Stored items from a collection
◆ ◆ ◆

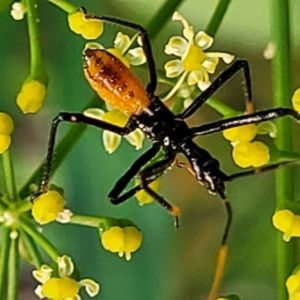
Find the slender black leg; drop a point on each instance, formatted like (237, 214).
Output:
(223, 78)
(73, 118)
(121, 184)
(246, 119)
(149, 174)
(151, 86)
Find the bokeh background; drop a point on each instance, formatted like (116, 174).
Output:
(172, 263)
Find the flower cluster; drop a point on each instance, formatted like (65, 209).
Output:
(6, 129)
(193, 63)
(58, 284)
(247, 153)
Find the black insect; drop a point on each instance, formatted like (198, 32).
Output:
(118, 86)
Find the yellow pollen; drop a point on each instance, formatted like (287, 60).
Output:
(194, 59)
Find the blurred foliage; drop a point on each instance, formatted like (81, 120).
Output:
(172, 263)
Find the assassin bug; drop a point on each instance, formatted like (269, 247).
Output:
(119, 87)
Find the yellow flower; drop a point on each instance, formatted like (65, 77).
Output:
(31, 96)
(6, 128)
(46, 207)
(250, 154)
(244, 133)
(88, 28)
(62, 287)
(145, 198)
(287, 222)
(18, 11)
(112, 140)
(193, 61)
(293, 286)
(296, 100)
(122, 240)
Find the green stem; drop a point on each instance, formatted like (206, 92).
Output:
(61, 150)
(65, 5)
(9, 177)
(162, 16)
(36, 68)
(281, 66)
(87, 220)
(217, 17)
(223, 109)
(31, 248)
(40, 239)
(4, 254)
(13, 270)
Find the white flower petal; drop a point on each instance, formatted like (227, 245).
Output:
(42, 274)
(94, 113)
(135, 138)
(194, 77)
(176, 46)
(65, 266)
(111, 141)
(227, 58)
(203, 40)
(210, 64)
(136, 56)
(173, 68)
(91, 287)
(121, 42)
(203, 85)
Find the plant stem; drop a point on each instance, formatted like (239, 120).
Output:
(65, 5)
(13, 270)
(5, 245)
(9, 177)
(281, 66)
(217, 17)
(162, 16)
(40, 239)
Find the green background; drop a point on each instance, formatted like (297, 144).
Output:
(172, 263)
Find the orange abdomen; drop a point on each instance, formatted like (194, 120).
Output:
(114, 82)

◆ ◆ ◆

- **Try it**
Write out each line of the data that holds the string "black".

- **Completed exercise**
Find the slender black leg; drop a point on each instance, formatted like (237, 214).
Find the black insect; drop a point on each instance, formatted like (198, 32).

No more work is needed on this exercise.